* [DOCUMENT SEGMENT]
DC at Night

DC at Night

Friday, April 27, 2012

In Black and White

When it comes to artful photography what you see is not always the whole truth, according to University of Maryland art professor Rene Ater. For such pictures also tell stories and deliver powerful messages beyond just what you see on the surface

Ater appeared at the Smithsonian American Art Museum today to deliver a lecture designed to kick off the museum's new exhibit African-American Art: The Harlem Renaissance, The Civil Rights Era, and Beyond, which features works from 43 black artists.

Entitled Telling Stories, Sending Messages: Insight and Inspiration for African-American Photography in the mid-20th Century, Ater's remarks focused on 3 black and white pictures included in the exhibit. They were:
  • "Make a Wish (Bronx Slave Market, 170th Street, New York" (1938) by Robert McNeil
  • "Harlem - Gang Warfare" (1948) by Gordon Parks
  • "Graduation" (1949) by Roy DeCarava
 In "Make a Wish," McNeil captures 2 black women and 1 black man waiting on a bright, cold morning for someone to choose them for domestic day work. Ater said the picture was part of a series condemning appalling labor conditions in depression era New York City where unemployment for blacks was 50 percent and a day-laborer might make 15 cents an hour.

"You have the dignity of the well-dressed women against the indignity of their working conditions," Ater said. "And then there is irony of the movie poster behind them. What are they wishing for?"

 In 1948, Gordon Parks shot a revealing feature spread in Life magazine about the life and living conditions of Red Jackson (picture above) a young Harlem gang member.

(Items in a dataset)
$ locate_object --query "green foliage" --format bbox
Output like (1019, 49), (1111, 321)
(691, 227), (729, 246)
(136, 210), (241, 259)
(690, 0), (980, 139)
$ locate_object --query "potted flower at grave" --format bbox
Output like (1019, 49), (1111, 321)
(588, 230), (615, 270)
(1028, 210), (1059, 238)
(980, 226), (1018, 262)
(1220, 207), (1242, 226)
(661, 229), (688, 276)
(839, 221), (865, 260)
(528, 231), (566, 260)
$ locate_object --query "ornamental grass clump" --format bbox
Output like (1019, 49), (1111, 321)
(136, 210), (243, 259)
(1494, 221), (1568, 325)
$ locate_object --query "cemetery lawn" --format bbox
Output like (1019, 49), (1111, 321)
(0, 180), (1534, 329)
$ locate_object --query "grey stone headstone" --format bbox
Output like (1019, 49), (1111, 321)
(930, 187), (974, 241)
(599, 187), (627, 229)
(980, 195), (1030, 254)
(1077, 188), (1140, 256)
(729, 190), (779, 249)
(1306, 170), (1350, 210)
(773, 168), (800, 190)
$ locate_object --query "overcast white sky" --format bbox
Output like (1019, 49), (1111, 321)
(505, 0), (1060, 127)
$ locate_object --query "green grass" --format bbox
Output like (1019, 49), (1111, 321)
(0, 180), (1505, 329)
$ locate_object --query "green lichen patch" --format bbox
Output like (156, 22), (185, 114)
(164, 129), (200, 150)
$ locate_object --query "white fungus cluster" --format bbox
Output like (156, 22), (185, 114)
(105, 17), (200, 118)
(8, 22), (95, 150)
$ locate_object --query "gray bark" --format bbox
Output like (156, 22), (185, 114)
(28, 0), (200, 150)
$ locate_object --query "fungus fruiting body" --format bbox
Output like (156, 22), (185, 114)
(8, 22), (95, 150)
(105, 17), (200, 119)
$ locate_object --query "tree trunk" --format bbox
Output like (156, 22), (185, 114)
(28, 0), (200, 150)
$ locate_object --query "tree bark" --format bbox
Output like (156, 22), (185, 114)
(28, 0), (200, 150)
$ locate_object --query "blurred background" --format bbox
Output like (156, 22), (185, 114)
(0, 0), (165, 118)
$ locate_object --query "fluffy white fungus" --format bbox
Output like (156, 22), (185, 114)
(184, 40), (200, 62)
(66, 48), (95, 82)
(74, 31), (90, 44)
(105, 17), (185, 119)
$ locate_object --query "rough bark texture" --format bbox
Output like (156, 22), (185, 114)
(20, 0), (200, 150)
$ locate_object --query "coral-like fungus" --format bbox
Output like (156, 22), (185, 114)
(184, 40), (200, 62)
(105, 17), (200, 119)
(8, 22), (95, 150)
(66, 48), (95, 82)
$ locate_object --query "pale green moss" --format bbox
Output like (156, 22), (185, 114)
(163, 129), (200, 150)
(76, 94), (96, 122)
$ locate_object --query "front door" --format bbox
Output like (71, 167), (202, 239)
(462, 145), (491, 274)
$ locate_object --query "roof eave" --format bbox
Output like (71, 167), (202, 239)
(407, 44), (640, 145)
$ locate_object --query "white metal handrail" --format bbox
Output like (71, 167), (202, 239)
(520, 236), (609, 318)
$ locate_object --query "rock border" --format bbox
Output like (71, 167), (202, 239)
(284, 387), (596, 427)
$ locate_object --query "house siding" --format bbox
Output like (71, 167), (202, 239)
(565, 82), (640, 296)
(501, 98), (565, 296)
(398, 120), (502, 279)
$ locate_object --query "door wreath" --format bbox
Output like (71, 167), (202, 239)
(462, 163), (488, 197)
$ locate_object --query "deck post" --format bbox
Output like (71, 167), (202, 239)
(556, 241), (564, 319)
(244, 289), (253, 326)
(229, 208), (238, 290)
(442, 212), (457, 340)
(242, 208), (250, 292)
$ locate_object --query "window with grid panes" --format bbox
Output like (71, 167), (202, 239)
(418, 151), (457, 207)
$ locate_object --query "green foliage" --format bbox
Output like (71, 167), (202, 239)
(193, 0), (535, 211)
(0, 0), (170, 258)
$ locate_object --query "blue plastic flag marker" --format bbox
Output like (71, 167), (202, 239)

* [WHAT IS ASKED]
a - Transcribe the blog post about the photography lecture word for word.
b - Give the records from their first line through the line containing "(528, 231), (566, 260)" as a numbered list, skipping any blank lines. Include only that stretch.
The text and the records have no connection to each other.

* [ANSWERS TO THE EXERCISE]
a -
DC at Night

DC at Night

Friday, April 27, 2012

In Black and White

When it comes to artful photography what you see is not always the whole truth, according to University of Maryland art professor Rene Ater. For such pictures also tell stories and deliver powerful messages beyond just what you see on the surface

Ater appeared at the Smithsonian American Art Museum today to deliver a lecture designed to kick off the museum's new exhibit African-American Art: The Harlem Renaissance, The Civil Rights Era, and Beyond, which features works from 43 black artists.

Entitled Telling Stories, Sending Messages: Insight and Inspiration for African-American Photography in the mid-20th Century, Ater's remarks focused on 3 black and white pictures included in the exhibit. They were:
  • "Make a Wish (Bronx Slave Market, 170th Street, New York" (1938) by Robert McNeil
  • "Harlem - Gang Warfare" (1948) by Gordon Parks
  • "Graduation" (1949) by Roy DeCarava
 In "Make a Wish," McNeil captures 2 black women and 1 black man waiting on a bright, cold morning for someone to choose them for domestic day work. Ater said the picture was part of a series condemning appalling labor conditions in depression era New York City where unemployment for blacks was 50 percent and a day-laborer might make 15 cents an hour.

"You have the dignity of the well-dressed women against the indignity of their working conditions," Ater said. "And then there is irony of the movie poster behind them. What are they wishing for?"

 In 1948, Gordon Parks shot a revealing feature spread in Life magazine about the life and living conditions of Red Jackson (picture above) a young Harlem gang member.

b -
1. $ locate_object --query "green foliage" --format bbox
2. Output like (1019, 49), (1111, 321)
3. (691, 227), (729, 246)
4. (136, 210), (241, 259)
5. (690, 0), (980, 139)
6. $ locate_object --query "potted flower at grave" --format bbox
7. Output like (1019, 49), (1111, 321)
8. (588, 230), (615, 270)
9. (1028, 210), (1059, 238)
10. (980, 226), (1018, 262)
11. (1220, 207), (1242, 226)
12. (661, 229), (688, 276)
13. (839, 221), (865, 260)
14. (528, 231), (566, 260)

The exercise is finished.